▶ **Task to carry out**
Quote the material below word for word, leaving out the pictures.
--- Begin Supplied data ---
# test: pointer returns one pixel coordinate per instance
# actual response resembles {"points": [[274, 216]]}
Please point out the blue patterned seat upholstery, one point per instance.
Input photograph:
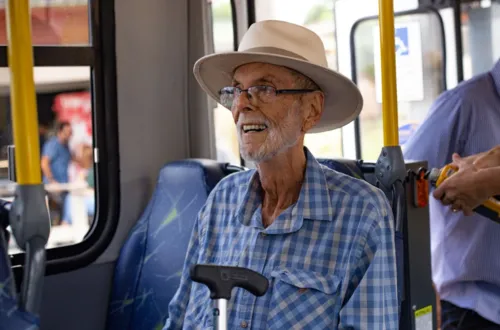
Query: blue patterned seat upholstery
{"points": [[11, 317], [148, 270]]}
--- End Supplied data ---
▶ **Finished task**
# test: pointer returns one pixel coordinate per instance
# actual response resembles {"points": [[274, 216]]}
Please point out the blue patterned seat upholstery, one point per instance.
Input photograph:
Query: blue patterned seat upholstery
{"points": [[11, 317], [148, 270]]}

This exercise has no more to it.